### WORK INSTRUCTIONS:
What you return must be every line from the beginning of the data through the line holding "Accessibility service: describe the position of every decorative", unchanged.

### Collected data entries:
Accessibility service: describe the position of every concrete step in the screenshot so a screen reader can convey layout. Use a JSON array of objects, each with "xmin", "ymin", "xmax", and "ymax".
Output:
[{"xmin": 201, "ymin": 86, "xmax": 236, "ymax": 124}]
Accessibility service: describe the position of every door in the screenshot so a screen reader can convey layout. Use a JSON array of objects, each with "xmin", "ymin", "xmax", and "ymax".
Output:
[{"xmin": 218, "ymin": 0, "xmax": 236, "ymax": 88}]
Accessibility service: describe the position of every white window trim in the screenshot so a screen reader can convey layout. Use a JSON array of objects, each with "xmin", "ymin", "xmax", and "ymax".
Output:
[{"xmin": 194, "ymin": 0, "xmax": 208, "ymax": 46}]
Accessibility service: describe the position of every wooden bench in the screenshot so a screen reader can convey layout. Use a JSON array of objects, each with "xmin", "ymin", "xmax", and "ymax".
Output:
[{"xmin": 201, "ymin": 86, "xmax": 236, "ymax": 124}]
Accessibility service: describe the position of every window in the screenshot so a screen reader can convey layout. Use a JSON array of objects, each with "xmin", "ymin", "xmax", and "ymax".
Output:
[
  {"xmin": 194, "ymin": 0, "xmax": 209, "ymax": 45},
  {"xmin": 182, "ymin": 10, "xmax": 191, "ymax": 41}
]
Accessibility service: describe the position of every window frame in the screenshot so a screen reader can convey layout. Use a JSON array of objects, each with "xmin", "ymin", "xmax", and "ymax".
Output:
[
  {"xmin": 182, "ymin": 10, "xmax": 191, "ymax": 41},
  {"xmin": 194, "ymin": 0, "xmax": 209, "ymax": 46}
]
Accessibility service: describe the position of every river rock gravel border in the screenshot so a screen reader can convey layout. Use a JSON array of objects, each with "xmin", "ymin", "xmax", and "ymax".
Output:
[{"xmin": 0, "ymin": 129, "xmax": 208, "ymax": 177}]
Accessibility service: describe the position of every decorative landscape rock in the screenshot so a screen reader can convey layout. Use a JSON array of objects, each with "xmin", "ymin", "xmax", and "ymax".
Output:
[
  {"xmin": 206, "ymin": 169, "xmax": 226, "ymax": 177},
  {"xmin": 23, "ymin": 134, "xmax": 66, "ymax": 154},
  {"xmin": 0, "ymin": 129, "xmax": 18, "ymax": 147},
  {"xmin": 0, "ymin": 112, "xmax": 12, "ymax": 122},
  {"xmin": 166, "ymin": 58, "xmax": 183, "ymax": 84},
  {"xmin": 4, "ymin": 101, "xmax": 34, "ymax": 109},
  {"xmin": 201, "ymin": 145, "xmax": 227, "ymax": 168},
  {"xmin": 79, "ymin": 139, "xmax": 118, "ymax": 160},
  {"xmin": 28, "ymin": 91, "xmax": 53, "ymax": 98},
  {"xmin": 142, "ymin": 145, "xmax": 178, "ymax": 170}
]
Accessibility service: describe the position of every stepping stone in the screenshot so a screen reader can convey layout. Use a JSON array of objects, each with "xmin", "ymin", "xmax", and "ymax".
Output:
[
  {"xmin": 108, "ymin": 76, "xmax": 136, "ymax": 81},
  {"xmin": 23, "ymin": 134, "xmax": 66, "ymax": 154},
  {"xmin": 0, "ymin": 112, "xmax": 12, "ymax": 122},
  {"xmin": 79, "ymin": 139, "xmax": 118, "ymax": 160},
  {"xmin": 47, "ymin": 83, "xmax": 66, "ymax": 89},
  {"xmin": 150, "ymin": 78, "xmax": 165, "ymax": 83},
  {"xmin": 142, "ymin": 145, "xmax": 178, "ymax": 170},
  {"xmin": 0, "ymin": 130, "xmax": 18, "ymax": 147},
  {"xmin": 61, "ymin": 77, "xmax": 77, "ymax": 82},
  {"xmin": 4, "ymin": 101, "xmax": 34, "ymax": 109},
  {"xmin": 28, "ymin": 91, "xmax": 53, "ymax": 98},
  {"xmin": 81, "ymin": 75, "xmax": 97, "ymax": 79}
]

### FINISHED TASK:
Accessibility service: describe the position of every concrete step in the screenshot so a screen reader can convey layout. Use a JSON array of objects, each with "xmin", "ymin", "xmax", and "ymax".
Output:
[{"xmin": 201, "ymin": 86, "xmax": 236, "ymax": 124}]
Accessibility service: describe the position of every door in the screenshot so a screen reader can convey layout. Use a JSON array of objects, each with "xmin", "ymin", "xmax", and "ymax".
Output:
[{"xmin": 218, "ymin": 0, "xmax": 236, "ymax": 88}]
Accessibility service: describe the position of every white window trim in the screenshot so a screen reader can convey layout. Use a JSON array of objects, each with "xmin", "ymin", "xmax", and "ymax".
Output:
[{"xmin": 194, "ymin": 0, "xmax": 208, "ymax": 46}]
Accessibility service: describe the position of every wooden bench in the screenshot so a screen reader can convey layout. Use a JSON array of objects, each with "xmin", "ymin", "xmax", and "ymax".
Output:
[{"xmin": 201, "ymin": 86, "xmax": 236, "ymax": 124}]
Accessibility service: describe the position of every window in the screenshot so a screen reader can convey layout. Use a JSON array of objects, each with "xmin", "ymin", "xmax", and "ymax".
Output:
[
  {"xmin": 194, "ymin": 0, "xmax": 209, "ymax": 45},
  {"xmin": 182, "ymin": 10, "xmax": 191, "ymax": 41}
]
Accessibility service: describe the position of every window frame in the screenshot so a screen reader can convey layout. Use a JSON array of objects, each with "xmin", "ymin", "xmax", and "ymax".
Output:
[
  {"xmin": 182, "ymin": 10, "xmax": 191, "ymax": 41},
  {"xmin": 194, "ymin": 0, "xmax": 209, "ymax": 46}
]
Accessibility service: describe the position of every river rock gravel border in the screenshot so a screen reader can convey layout. Use a JSON array of objects, each with "xmin", "ymin", "xmax", and "ymax".
Output:
[{"xmin": 0, "ymin": 129, "xmax": 208, "ymax": 177}]
Accessibility service: describe the position of every decorative landscape rock in the screenshot so a screen reader can convey layout. Use a JSON array of objects, each with "xmin", "ymin", "xmax", and "ymax".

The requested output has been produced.